═════ Quoted passage ═════

Magistrate Judge Aaron E. Goodstein on Sept. 29 granted a petition for habeas corpus and ordered that Richard M. Fischer’s conviction for driving while intoxicated be vacated unless the state retries him and permits the expert to testify.

Goodstein wrote, “The Wisconsin Supreme Court’s conclusion that the purpose of banning PBTs at trial is to keep the roads safe appears to have been made from whole cloth.”

Fischer’s attorney, James M. Shellow, praised the ruling.

“The Wisconsin Supreme Court took the balancing test in [U.S. v. Scheffer, 523 U.S. 303 (1998)], which balanced the right to present a defense with possible jury confusion and reliability, and extended it to include the difficulties of law enforcement and the prosecution,” Shellow said.

“That was not warranted by Scheffer or any other opinion. Judge Goodstein found it was not appropriate to weigh whether it makes police officers’ jobs easier.”

Wisconsin Department of Justice spokesman William Cosh said the department is still reviewing whether it will appeal the decision.

Fischer was stopped in January 2005 in Thiensville for suspected driving while intoxicated. Some time later, a PBT was administered and registered a breath alcohol content of .11 percent. He was arrested and a later blood test registered .147 percent.

At trial for operating while intoxicated, Fischer sought to introduce expert testimony that, using both tests and extrapolating the results, Fischer had a BAC of only .04 to .067 percent at the time he was stopped.

The circuit court excluded the testimony, holding that PBTs are unreliable, and the Wisconsin Court of Appeals affirmed. State v. Fischer, 2008 WI App 152, 314 Wis.2d 324, 761 N.W.2d 7.

The Supreme Court granted review and affirmed but on other grounds. Four justices concluded that the tests are not unreliable, but that the State’s compelling interest in investigating and prosecuting the operating of motor vehicles while intoxicated outweighed Fischer’s right to present a defense.

Three justices concurred, agreeing with the lower courts that PBT results are unreliable.

Fischer filed a petition for a writ of habeas corpus in federal court, and Judge Goodstein granted the petition.

Goodstein held that the Supreme Court’s opinion was “contrary to, or involved an unreasonable application of, clearly established Federal law, as determined by the Supreme Court of the United States,” citing Holmes v. South Carolina, 547 U.S. 319 (2006), Washington v. Texas, 388 U.S. 14 (1967), Rock v. Arkansas, 483 U.S. 44 (1987), Chambers v. Mississippi, 410 U.S. 284 (1973), and Crane v. Kentucky, 476 U.S. 683 (1986).

To succeed in challenging a state evidentiary rule as an infringement of the right to present a defense, the party must demonstrate that the rule is arbitrary or disproportionate to the purposes it is designed to serve. Goodstein called the standard a high one, but concluded that Fischer had met it.

Goodstein acknowledged that unreliability of evidence is a valid reason to exclude its admission. But he declined to examine whether PBTs are unreliable, because that was not the rationale relied on by the four justices who signed on to the majority opinion.

═════ Extracted records ═════

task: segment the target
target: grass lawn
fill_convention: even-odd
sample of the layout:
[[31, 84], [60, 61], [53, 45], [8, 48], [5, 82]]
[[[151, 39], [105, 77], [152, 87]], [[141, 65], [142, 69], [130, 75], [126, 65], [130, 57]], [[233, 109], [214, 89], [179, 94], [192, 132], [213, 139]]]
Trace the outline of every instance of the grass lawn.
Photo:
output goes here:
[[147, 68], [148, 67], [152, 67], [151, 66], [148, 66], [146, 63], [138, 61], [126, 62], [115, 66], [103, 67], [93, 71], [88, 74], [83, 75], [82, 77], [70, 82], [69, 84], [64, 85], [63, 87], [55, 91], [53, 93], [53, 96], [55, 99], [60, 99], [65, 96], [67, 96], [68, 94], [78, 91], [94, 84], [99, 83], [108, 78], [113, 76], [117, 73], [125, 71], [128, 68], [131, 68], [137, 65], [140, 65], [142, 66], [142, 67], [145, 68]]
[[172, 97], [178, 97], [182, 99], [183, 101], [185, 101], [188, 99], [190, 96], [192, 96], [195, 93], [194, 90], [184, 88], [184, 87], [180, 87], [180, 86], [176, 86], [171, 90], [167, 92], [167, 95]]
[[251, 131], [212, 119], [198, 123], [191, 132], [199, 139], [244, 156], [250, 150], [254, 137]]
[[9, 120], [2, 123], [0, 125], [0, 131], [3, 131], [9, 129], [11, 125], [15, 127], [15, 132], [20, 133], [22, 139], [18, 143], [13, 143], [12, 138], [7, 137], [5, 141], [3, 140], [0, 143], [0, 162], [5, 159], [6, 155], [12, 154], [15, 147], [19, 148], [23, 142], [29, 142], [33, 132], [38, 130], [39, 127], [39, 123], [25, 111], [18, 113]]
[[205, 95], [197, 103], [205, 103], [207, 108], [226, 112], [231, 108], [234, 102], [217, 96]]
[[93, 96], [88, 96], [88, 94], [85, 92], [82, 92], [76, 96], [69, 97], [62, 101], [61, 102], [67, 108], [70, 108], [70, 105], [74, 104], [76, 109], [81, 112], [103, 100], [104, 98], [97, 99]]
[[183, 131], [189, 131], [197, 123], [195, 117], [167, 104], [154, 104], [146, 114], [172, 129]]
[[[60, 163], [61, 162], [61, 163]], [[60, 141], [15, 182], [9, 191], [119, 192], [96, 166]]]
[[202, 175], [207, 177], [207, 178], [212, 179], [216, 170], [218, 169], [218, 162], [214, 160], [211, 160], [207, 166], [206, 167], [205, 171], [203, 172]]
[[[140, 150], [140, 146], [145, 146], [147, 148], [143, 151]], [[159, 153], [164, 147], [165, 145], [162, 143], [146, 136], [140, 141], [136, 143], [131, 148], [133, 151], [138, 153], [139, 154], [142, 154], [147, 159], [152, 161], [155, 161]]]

═════

Problems to work on:
a. Please list the court cases that Goodstein cited, in the article about Richard M. Fischer's habeas petition above the entries, as the clearly established federal law that the Wisconsin Supreme Court's opinion was contrary to or unreasonably applied.
b. Continue the article about Richard M. Fischer's habeas petition from its last sentence.

Replies:
a.
Holmes v. South Carolina, 547 U.S. 319 (2006)
Washington v. Texas, 388 U.S. 14 (1967)
Rock v. Arkansas, 483 U.S. 44 (1987)
Chambers v. Mississippi, 410 U.S. 284 (1973)
Crane v. Kentucky, 476 U.S. 683 (1986)

b.
Instead, he examined only on the rationale in the majority opinion, which held that the rule serves a valuable purpose when investigating suspected drunk drivers for whom there is sufficient grounds to administer a PBT, but not probable cause to arrest.

The Supreme Court concluded that barring admission of the results encourages these suspects to take the test, and thus served the legislative intent behind the rule.

However, Judge Goodstein found that it was “pure speculation” that this was the legislature’s intent.

Goodstein further found that permitting defendants to use the PBT results as Fischer sought to do would provide an even stronger incentive for suspects to take the test.

“[A] suspected drunk driver might agree to take a PBT if he believed he was going to be arrested anyway and the PBT results could later be utilized as part of some sort of defense, which is, ironically, precisely what the Wisconsin Supreme Court has barred,” Goodstein concluded. “Thus in precluding the use of PBT results for any purpose, the Wisconsin Supreme Court’s interpretation of sec. 343.303 eliminates one of the very few incentives for a suspected drunk driver to gamble and agree to such a test.”

Goodstein also found that application of the rule against Fischer is disproportionate to its purpose.

Calling Fischer’s interest “undisputedly strong,” Goodstein observed, “The defendant sought to utilize the PBT results as one aspect of an expert’s conclusion, which, if believed, would mean that the defendant was not guilty of the crime charged.”

Looking to the State’s interest, Goodstein iterated that the goal of encouraging drivers to take the PBT would be better served by a rule that permits drivers, but not the State, to use the results.

Also weighing against the State was that the Supreme Court expressly rejected the argument that PBT evidence is unreliable.

Accordingly, Goodstein held that the rule must yield to Fischer’s right to present evidence.

Before concluding, though, Goodstein cautioned that the ruling was limited to defendants’ ability to utilize PBT results as one aspect of an expert’s report, and he was not expressing any opinion on whether a defendant may directly submit PBT results into evidence.

What the court held

Case: Fischer v. Ozaukee County Circuit Court, No. 10-CV-553

Issues: Did the Wisconsin Supreme Court unreasonably apply federal law in holding that a defendant charged with driving while intoxicated did not have the right to present expert testimony relying on his PBT test?

Holdings: Yes. The state’s purported interest in not allowing the testimony would actually be better served by allowing the evidence.